Copy the listing below with "Indicate" substituted for every occurrence of "Mark", changing nothing else, and leave the pictures out of your copy.

-------- TASK INPUTS --------

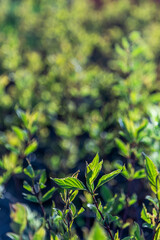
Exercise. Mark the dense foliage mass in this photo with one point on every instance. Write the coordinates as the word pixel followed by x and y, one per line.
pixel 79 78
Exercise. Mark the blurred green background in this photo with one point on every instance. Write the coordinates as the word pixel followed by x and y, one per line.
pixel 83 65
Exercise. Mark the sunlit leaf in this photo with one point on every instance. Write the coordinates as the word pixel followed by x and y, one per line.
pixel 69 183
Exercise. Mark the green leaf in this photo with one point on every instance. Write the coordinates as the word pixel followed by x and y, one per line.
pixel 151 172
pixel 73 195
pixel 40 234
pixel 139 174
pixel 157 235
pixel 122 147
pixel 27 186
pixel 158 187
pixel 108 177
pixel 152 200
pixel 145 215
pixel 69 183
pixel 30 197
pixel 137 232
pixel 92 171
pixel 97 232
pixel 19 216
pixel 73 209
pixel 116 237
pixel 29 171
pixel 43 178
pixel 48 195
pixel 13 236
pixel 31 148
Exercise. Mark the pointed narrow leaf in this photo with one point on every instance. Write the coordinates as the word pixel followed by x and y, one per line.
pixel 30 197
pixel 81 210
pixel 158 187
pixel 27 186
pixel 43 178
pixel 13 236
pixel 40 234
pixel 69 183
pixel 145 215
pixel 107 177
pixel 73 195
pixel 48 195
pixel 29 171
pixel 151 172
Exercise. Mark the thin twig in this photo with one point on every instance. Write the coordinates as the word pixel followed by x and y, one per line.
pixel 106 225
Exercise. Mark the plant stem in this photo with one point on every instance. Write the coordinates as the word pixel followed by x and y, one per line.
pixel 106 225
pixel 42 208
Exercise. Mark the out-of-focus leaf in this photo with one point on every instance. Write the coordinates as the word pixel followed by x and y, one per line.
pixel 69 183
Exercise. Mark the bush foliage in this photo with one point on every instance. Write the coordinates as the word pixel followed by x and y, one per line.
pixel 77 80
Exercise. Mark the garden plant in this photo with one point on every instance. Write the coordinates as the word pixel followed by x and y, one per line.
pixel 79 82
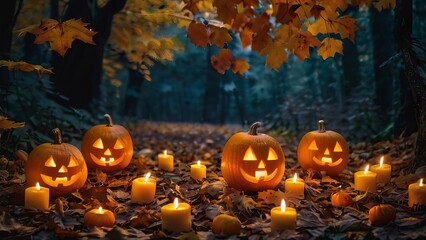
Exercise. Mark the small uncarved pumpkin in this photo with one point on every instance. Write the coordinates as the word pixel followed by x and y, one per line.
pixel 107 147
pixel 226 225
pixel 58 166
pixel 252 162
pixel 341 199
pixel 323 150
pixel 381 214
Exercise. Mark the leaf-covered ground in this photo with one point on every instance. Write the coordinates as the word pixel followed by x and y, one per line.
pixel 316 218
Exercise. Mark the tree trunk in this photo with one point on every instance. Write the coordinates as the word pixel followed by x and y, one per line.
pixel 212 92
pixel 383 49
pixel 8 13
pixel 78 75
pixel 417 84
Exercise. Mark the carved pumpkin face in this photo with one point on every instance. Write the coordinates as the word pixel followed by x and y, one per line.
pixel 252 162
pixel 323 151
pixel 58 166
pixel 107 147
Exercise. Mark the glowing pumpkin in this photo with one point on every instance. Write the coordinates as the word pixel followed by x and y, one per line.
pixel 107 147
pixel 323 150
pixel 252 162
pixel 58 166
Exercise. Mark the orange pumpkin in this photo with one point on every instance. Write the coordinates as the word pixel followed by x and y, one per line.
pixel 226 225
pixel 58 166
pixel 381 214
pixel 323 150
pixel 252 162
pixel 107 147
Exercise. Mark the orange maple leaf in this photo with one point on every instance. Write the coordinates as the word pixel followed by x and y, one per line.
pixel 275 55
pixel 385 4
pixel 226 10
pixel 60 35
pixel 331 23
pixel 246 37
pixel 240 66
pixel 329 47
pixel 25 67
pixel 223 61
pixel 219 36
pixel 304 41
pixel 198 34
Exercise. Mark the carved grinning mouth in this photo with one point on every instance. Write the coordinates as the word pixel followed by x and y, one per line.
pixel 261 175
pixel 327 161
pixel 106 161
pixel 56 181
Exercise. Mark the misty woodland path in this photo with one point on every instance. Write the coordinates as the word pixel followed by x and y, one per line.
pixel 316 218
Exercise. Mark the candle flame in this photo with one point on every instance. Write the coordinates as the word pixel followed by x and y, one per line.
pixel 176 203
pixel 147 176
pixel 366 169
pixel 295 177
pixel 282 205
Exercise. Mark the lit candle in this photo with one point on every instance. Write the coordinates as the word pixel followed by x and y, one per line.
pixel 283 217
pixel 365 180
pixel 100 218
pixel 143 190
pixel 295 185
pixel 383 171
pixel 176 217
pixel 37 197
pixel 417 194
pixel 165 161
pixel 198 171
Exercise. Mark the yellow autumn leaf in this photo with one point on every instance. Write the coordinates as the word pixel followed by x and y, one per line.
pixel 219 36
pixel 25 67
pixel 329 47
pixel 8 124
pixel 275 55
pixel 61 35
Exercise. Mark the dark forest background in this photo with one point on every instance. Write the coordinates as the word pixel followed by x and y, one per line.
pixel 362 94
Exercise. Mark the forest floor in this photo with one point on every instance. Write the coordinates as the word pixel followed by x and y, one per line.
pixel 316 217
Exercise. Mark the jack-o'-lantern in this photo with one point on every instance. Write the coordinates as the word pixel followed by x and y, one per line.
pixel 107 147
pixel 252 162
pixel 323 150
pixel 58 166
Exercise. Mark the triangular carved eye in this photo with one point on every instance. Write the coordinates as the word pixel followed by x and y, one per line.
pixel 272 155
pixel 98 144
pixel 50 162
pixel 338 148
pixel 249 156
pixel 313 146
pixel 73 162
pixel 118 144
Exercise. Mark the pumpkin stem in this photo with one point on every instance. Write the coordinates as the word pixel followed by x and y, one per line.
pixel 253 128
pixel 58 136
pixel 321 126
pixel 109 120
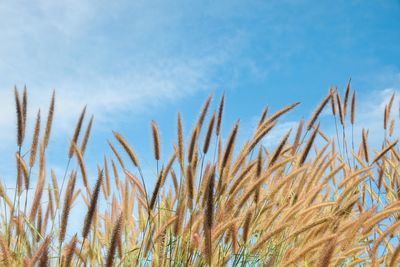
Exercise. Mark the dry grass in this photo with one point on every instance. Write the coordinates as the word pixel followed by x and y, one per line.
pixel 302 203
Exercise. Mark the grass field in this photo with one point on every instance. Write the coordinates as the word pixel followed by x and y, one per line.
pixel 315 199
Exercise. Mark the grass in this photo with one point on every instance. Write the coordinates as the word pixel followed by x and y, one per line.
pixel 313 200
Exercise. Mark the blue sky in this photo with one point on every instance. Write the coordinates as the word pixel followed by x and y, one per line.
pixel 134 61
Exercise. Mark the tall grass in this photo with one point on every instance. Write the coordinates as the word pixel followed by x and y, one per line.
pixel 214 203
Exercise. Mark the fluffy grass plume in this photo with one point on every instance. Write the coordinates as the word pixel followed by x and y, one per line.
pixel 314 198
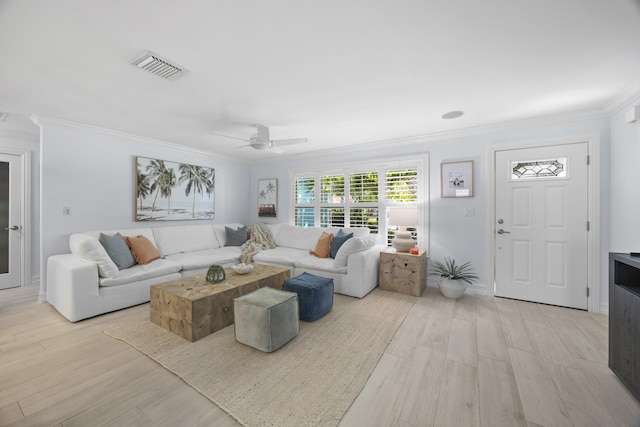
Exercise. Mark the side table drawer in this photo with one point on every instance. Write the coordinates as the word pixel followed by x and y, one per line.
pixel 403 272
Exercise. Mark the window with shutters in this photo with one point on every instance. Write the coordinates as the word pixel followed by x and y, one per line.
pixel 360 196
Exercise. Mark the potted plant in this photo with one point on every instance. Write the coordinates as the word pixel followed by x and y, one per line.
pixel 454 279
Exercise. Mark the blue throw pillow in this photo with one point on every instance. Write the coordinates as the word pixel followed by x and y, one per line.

--------

■ FULL RESPONSE:
Exercise. Indicate the dense foliage mass in this photo with one point on every instance. Write the coordinates as the word pixel followed by x and y, one per line.
pixel 79 78
Exercise. Indicate the blurred green background in this photo with one point on every instance. Write the coordinates as the word pixel followed by x and y, one per line.
pixel 83 65
Exercise. Indicate the sunlit leaf in this photo with one point on every instance. Write the coordinates as the word pixel followed by x and y, one per line.
pixel 69 183
Exercise. Indicate the green leaf in this photo with one point on every instance. Write the coordinates as the word pixel followed by x and y, one per line.
pixel 151 172
pixel 73 195
pixel 40 234
pixel 139 174
pixel 157 235
pixel 122 147
pixel 27 186
pixel 158 187
pixel 108 177
pixel 152 200
pixel 145 215
pixel 69 183
pixel 30 197
pixel 137 232
pixel 92 171
pixel 97 232
pixel 19 216
pixel 73 209
pixel 116 237
pixel 29 171
pixel 43 178
pixel 48 195
pixel 13 236
pixel 31 148
Exercise. Indicate the pointed narrow leaf in this photo with one point on every instance. Write the coordinates as the word pixel followed by x and y, one per line.
pixel 30 197
pixel 81 210
pixel 158 187
pixel 27 186
pixel 43 178
pixel 13 236
pixel 40 234
pixel 69 183
pixel 145 215
pixel 107 177
pixel 73 195
pixel 48 195
pixel 29 171
pixel 151 172
Exercise. Indicate the thin twig in this photo with one point on every instance. Write the coordinates as the word pixel followed by x and y, one per line.
pixel 106 225
Exercise. Indicate the plant stem in this photo with one point on every instance. Write the coordinates as the word pixel followed by x and y, one per line.
pixel 106 225
pixel 42 208
Exercise. Indicate the out-of-focus leaf in this photo with one point on every instance. Write the coordinates as the word pixel followed by x and y, one per line.
pixel 69 183
Exercise. Indicate the bush foliage in this photo with one point on every instance. Write the coordinates as the word pixel followed by x and y, one per line.
pixel 77 80
Exercise. Indicate the garden plant in this photo with one point on every instance. Write the coordinates as the word pixel followed by x and y, one per line.
pixel 79 82
Exercise. Indicate the small uncarved pumpkin in this photo with one point on every instance. Write the coordinates as the word pixel followed by x and y, one per line.
pixel 107 147
pixel 226 225
pixel 58 166
pixel 252 162
pixel 341 199
pixel 323 150
pixel 381 214
Exercise. Indicate the leaf-covered ground in this photo with one point on every instance. Write the coordinates as the word pixel followed by x and y, one per line.
pixel 316 218
Exercise. Indicate the tree trunk in this photo with one point on every instance. Write the coordinates as the word pixel followed by x and y, one per line.
pixel 212 92
pixel 383 49
pixel 8 13
pixel 78 75
pixel 417 84
Exercise. Indicate the carved pumpkin face in this photo with one point on every instance. Write the coordinates as the word pixel followed by x and y, one per line.
pixel 252 162
pixel 323 151
pixel 58 166
pixel 107 147
Exercise. Indicate the glowing pumpkin in this photo with one point on every instance. Write the coordinates as the word pixel followed by x and y, one per line.
pixel 107 147
pixel 323 150
pixel 252 162
pixel 58 166
Exercise. Indicate the orange pumpkin in this photo with one point on every instance. Write the coordinates as the word pixel followed by x and y, one per line.
pixel 226 225
pixel 58 166
pixel 381 214
pixel 323 150
pixel 252 162
pixel 107 147
Exercise. Indicate the orange maple leaf in this photo with one point on every instance. Write the coordinates as the word pixel followed by x and y, one per line.
pixel 275 55
pixel 385 4
pixel 226 10
pixel 60 35
pixel 331 23
pixel 246 37
pixel 240 66
pixel 329 47
pixel 25 67
pixel 223 61
pixel 219 36
pixel 304 41
pixel 198 34
Exercise. Indicate the carved grinning mouth in this photo with one point on every instance. Write the coordinates as the word pixel followed by x and y, one per line.
pixel 261 175
pixel 327 161
pixel 106 161
pixel 56 181
Exercise. Indicate the misty woodland path in this photo with one point on every instance. Write the coordinates as the word pixel followed by x and y, one per line.
pixel 316 218
Exercise. Indicate the candle flame in this photo with one point on every instance. Write the coordinates as the word pixel followed by x and y, one per line.
pixel 176 203
pixel 147 176
pixel 366 169
pixel 295 177
pixel 282 205
Exercise. Indicate the lit candle in this photo with one point on every instance. Write the coordinates as the word pixel followed by x and y, one per line.
pixel 283 217
pixel 365 180
pixel 100 218
pixel 143 190
pixel 295 185
pixel 383 171
pixel 176 217
pixel 37 197
pixel 417 194
pixel 165 161
pixel 198 171
Exercise. Indicate the yellow autumn leaf in this photo with one point on every instance. Write the coordinates as the word pixel followed by x and y, one per line.
pixel 219 36
pixel 25 67
pixel 329 47
pixel 8 124
pixel 275 55
pixel 61 35
Exercise. Indicate the dark forest background in this photo with one point on every instance. Write the coordinates as the word pixel followed by x and y, one per line.
pixel 362 94
Exercise. Indicate the forest floor in this photo with one point on every instance. Write the coordinates as the word pixel followed by x and y, one per line.
pixel 316 217
Exercise. Indicate the jack-o'-lantern in this photo with one point on every instance. Write the coordinates as the word pixel followed by x and y, one per line.
pixel 107 147
pixel 252 162
pixel 323 150
pixel 58 166
Exercise. Indicate the triangular carved eye in this photo with one point on every instance. Write the coordinates as the word pixel followed by x and y, one per line.
pixel 272 155
pixel 98 144
pixel 50 162
pixel 338 148
pixel 249 156
pixel 313 146
pixel 73 162
pixel 118 144
Exercise. Indicate the pumpkin stem in this photo with one point on every instance. Write the coordinates as the word pixel followed by x and y, one per line.
pixel 253 128
pixel 58 136
pixel 321 126
pixel 109 120
Exercise. Indicate the dry grass in this photo with one point on every instance. Write the coordinates as the word pixel followed by x and y, one per line.
pixel 302 203
Exercise. Indicate the grass field in this photo with one point on every instance. Write the coordinates as the word pixel followed by x and y, one per line.
pixel 315 199
Exercise. Indicate the grass in this photo with one point on every instance. Write the coordinates as the word pixel followed by x and y, one per line.
pixel 313 200
Exercise. Indicate the blue sky in this photo with one point on every instance. Write the coordinates as the word pixel followed by x and y, one per line.
pixel 134 61
Exercise. Indicate the tall grass in this photo with one point on every instance. Write the coordinates as the word pixel followed by x and y, one per line.
pixel 214 203
Exercise. Indicate the fluffy grass plume in this photo with one point on every instance. Write the coordinates as the word pixel followed by x and y, one per line.
pixel 314 198
Exercise. Indicate the side table drawer in this photo with one point on every instance. Write the coordinates as the word pixel followed by x and y, one per line.
pixel 403 272
Exercise. Indicate the window with shutters in this photo with one point on every instance. Write the coordinates as the word pixel followed by x and y, one per line.
pixel 360 196
Exercise. Indicate the potted plant in this photo with one point on every instance. Write the coordinates as the word pixel followed by x and y, one per line.
pixel 454 279
Exercise. Indicate the blue throw pillow in this photo with one point on every instance. Write the coordinates as the word pixel followed by x and y, one per line.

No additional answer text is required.